## EXTRACTED RECORDS:
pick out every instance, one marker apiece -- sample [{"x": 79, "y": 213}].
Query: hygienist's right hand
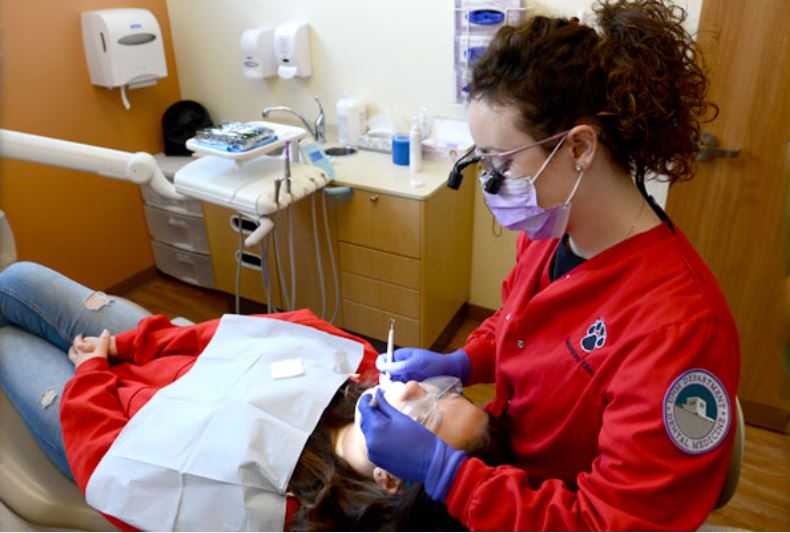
[
  {"x": 418, "y": 364},
  {"x": 85, "y": 348}
]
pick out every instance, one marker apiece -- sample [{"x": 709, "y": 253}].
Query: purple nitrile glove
[
  {"x": 418, "y": 364},
  {"x": 407, "y": 450}
]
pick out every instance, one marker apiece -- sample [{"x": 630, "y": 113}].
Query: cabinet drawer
[
  {"x": 375, "y": 323},
  {"x": 376, "y": 264},
  {"x": 187, "y": 266},
  {"x": 188, "y": 207},
  {"x": 381, "y": 221},
  {"x": 384, "y": 296},
  {"x": 183, "y": 231}
]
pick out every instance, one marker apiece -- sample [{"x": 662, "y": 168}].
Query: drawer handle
[
  {"x": 185, "y": 259},
  {"x": 177, "y": 223}
]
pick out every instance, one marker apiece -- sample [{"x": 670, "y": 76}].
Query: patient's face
[{"x": 454, "y": 419}]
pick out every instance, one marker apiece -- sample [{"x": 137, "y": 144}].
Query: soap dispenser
[{"x": 292, "y": 49}]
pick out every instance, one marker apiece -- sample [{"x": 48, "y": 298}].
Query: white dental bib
[{"x": 215, "y": 449}]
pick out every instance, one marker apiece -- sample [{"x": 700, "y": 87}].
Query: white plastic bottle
[
  {"x": 350, "y": 120},
  {"x": 415, "y": 148}
]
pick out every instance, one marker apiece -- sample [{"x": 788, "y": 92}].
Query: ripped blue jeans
[{"x": 41, "y": 311}]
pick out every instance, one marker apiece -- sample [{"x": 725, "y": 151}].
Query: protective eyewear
[
  {"x": 424, "y": 409},
  {"x": 493, "y": 165}
]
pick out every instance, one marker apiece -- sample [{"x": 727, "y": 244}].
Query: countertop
[
  {"x": 375, "y": 171},
  {"x": 372, "y": 171}
]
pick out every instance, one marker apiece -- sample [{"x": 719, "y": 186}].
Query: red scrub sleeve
[{"x": 640, "y": 480}]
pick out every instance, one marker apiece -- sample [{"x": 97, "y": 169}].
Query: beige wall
[
  {"x": 88, "y": 227},
  {"x": 396, "y": 54}
]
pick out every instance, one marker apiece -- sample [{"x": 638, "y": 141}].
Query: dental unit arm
[
  {"x": 139, "y": 167},
  {"x": 317, "y": 129}
]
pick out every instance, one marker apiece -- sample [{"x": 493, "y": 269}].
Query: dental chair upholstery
[{"x": 35, "y": 496}]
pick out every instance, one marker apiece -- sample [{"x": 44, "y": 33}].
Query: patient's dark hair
[
  {"x": 639, "y": 78},
  {"x": 331, "y": 495}
]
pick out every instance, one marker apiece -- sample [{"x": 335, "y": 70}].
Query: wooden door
[{"x": 733, "y": 211}]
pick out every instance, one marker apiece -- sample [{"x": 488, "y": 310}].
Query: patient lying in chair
[{"x": 126, "y": 385}]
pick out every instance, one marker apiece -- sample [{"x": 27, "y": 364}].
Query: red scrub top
[
  {"x": 617, "y": 385},
  {"x": 104, "y": 395}
]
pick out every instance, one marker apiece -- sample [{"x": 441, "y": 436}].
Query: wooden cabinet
[
  {"x": 403, "y": 253},
  {"x": 404, "y": 259},
  {"x": 224, "y": 244}
]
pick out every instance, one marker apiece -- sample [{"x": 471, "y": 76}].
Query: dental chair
[{"x": 35, "y": 496}]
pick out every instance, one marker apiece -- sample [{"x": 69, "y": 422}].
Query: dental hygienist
[{"x": 614, "y": 355}]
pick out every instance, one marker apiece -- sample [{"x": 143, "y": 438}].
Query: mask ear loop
[
  {"x": 575, "y": 187},
  {"x": 548, "y": 159}
]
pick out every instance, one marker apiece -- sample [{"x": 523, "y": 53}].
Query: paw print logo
[{"x": 596, "y": 336}]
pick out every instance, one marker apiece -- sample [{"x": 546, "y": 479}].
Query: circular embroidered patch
[{"x": 697, "y": 413}]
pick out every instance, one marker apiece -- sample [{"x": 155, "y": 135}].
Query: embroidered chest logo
[
  {"x": 595, "y": 338},
  {"x": 697, "y": 412}
]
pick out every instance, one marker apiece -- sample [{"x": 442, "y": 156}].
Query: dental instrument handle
[
  {"x": 287, "y": 154},
  {"x": 277, "y": 184},
  {"x": 390, "y": 344},
  {"x": 265, "y": 225}
]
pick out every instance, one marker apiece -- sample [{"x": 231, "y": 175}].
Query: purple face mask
[{"x": 516, "y": 206}]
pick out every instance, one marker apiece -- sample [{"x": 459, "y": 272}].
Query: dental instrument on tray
[{"x": 257, "y": 186}]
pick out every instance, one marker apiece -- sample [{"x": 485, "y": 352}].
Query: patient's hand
[{"x": 85, "y": 348}]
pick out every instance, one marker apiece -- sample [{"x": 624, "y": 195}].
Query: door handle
[{"x": 709, "y": 148}]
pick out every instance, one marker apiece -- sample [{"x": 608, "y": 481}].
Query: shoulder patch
[{"x": 697, "y": 412}]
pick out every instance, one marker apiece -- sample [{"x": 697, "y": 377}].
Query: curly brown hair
[
  {"x": 332, "y": 496},
  {"x": 638, "y": 79}
]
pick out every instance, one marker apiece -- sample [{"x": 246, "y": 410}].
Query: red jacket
[
  {"x": 103, "y": 395},
  {"x": 585, "y": 370}
]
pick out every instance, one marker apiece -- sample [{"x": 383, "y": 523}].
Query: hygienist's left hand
[{"x": 407, "y": 450}]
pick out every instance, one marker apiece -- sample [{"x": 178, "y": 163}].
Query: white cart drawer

## WHAT YOU HAVE TO DO:
The pictures in the entries should be left out; output everything else exactly.

## REPLY:
pick out every instance, one marker apiece -- sample [{"x": 79, "y": 213}].
Query: hygienist's right hand
[
  {"x": 418, "y": 364},
  {"x": 85, "y": 348}
]
pick out every instance, one marker apiece -- sample [{"x": 709, "y": 253}].
Query: purple nitrile glove
[
  {"x": 418, "y": 364},
  {"x": 407, "y": 450}
]
pick out every instance, one marker apiece -- sample [{"x": 630, "y": 113}].
Query: cabinet drawer
[
  {"x": 375, "y": 323},
  {"x": 376, "y": 264},
  {"x": 187, "y": 266},
  {"x": 188, "y": 207},
  {"x": 381, "y": 221},
  {"x": 384, "y": 296},
  {"x": 183, "y": 231}
]
pick out every instance, one marker apiece -- sample [{"x": 662, "y": 168}].
Query: drawer handle
[
  {"x": 185, "y": 259},
  {"x": 177, "y": 223}
]
pick out every instance, one marker apiece -- sample [{"x": 670, "y": 76}].
Query: patient's face
[{"x": 454, "y": 419}]
pick out every instance, one marker apiece -- sample [{"x": 137, "y": 144}].
Query: soap dispenser
[{"x": 292, "y": 49}]
pick out every instance, one marker apiece -- sample [{"x": 48, "y": 298}].
Query: white dental bib
[{"x": 215, "y": 449}]
pick out every instance, one marker apiece -- sample [{"x": 700, "y": 87}].
Query: white plastic bottle
[
  {"x": 350, "y": 120},
  {"x": 415, "y": 148}
]
pick out every instance, one marker apiece -- sample [{"x": 788, "y": 92}].
Query: ripped blue jeans
[{"x": 41, "y": 311}]
pick out every instance, one marker apiece -- sample [{"x": 725, "y": 151}].
Query: protective eyewear
[
  {"x": 424, "y": 409},
  {"x": 493, "y": 165}
]
pick out every instance, one marker apiece -- sample [{"x": 727, "y": 244}].
Query: countertop
[
  {"x": 375, "y": 171},
  {"x": 372, "y": 171}
]
pick out every instance, one marker apiece -- sample [{"x": 719, "y": 186}].
Query: red scrub sleeve
[{"x": 640, "y": 480}]
pick out every instance, one marker apiece -- sample [{"x": 97, "y": 169}].
Query: beige wall
[
  {"x": 88, "y": 227},
  {"x": 396, "y": 54}
]
pick out every instance, one marker apiece -- sample [{"x": 638, "y": 141}].
Query: dental unit arm
[
  {"x": 139, "y": 167},
  {"x": 317, "y": 129}
]
pick out every instance, one marker apiece -- sample [{"x": 493, "y": 269}].
Query: dental chair upholstery
[{"x": 35, "y": 496}]
pick out every instance, one marker apiece -- sample [{"x": 44, "y": 33}].
Query: patient's dark hair
[
  {"x": 639, "y": 78},
  {"x": 331, "y": 495}
]
pick out every instance, one marker apiece -- sample [{"x": 335, "y": 70}].
Query: wooden door
[{"x": 733, "y": 211}]
pick out every instance, one marker apiece -- sample [{"x": 488, "y": 310}].
Query: patient lying in chair
[{"x": 126, "y": 385}]
pick out every instance, one marker apiece -- sample [{"x": 27, "y": 364}].
Query: red scrub top
[
  {"x": 617, "y": 385},
  {"x": 104, "y": 395}
]
pick out every instance, one marker apiece -- sample [{"x": 441, "y": 436}].
Query: wooden cabinet
[
  {"x": 403, "y": 253},
  {"x": 404, "y": 259},
  {"x": 224, "y": 244}
]
pick out every instance, one marker apiece -- sample [{"x": 471, "y": 76}].
Query: dental chair
[{"x": 35, "y": 496}]
pick out every instance, one marker apiece -- sample [{"x": 69, "y": 422}].
Query: dental hygienist
[{"x": 614, "y": 355}]
pick out every instance, one marker apiece -- sample [{"x": 143, "y": 438}].
Query: mask ear loop
[
  {"x": 575, "y": 187},
  {"x": 548, "y": 159}
]
pick out every instance, one marker apiece -- sample [{"x": 523, "y": 53}].
Query: paw print logo
[{"x": 596, "y": 336}]
pick out every instance, one marker apiece -- sample [{"x": 546, "y": 479}].
Query: circular embroidered patch
[{"x": 697, "y": 413}]
pick out every instance, one marker apiece -- sample [{"x": 155, "y": 135}].
Query: embroidered chest logo
[
  {"x": 595, "y": 338},
  {"x": 697, "y": 412}
]
pick out every instance, one marker apiece -- sample [{"x": 442, "y": 156}].
Query: dental instrument handle
[
  {"x": 287, "y": 154},
  {"x": 277, "y": 184},
  {"x": 390, "y": 344},
  {"x": 265, "y": 225}
]
pick out every instance, one marker apiece -- sample [{"x": 231, "y": 175}].
Query: purple face mask
[{"x": 516, "y": 206}]
pick out every instance, one marker apiece -- sample [{"x": 459, "y": 272}].
Query: dental instrument on tray
[{"x": 257, "y": 186}]
pick out every instance, one marker apiece -- sample [{"x": 485, "y": 352}].
Query: patient's hand
[{"x": 85, "y": 348}]
pick out every instance, one marker apiece -- sample [{"x": 624, "y": 195}].
Query: door handle
[{"x": 709, "y": 148}]
pick out every instance, one marker apiece -- sample [{"x": 608, "y": 481}].
Query: shoulder patch
[{"x": 697, "y": 412}]
pick out every instance, one marker apiece -- sample [{"x": 697, "y": 377}].
Query: curly brown hair
[
  {"x": 332, "y": 496},
  {"x": 638, "y": 79}
]
pick out every instance, one marker apiece -- sample [{"x": 246, "y": 410}].
Query: red jacket
[
  {"x": 103, "y": 395},
  {"x": 585, "y": 370}
]
pick out every instance, one marker apiece -- sample [{"x": 383, "y": 523}].
Query: hygienist's left hand
[{"x": 407, "y": 450}]
pick out every instance, one marker apiece -- sample [{"x": 178, "y": 163}].
Query: white cart drawer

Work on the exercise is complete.